— Exercise instructions —
Every entry below must be reproduced exactly.

— Records provided —
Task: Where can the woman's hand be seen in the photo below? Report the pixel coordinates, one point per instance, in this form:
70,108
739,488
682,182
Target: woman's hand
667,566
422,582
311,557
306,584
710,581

— Reply to the exercise —
Task: Where can the woman's hand be seen in the photo below? Report the pixel coordinates, one point per instance, in this form:
70,108
739,488
682,182
Target: woman's hand
667,566
422,582
311,557
306,584
710,581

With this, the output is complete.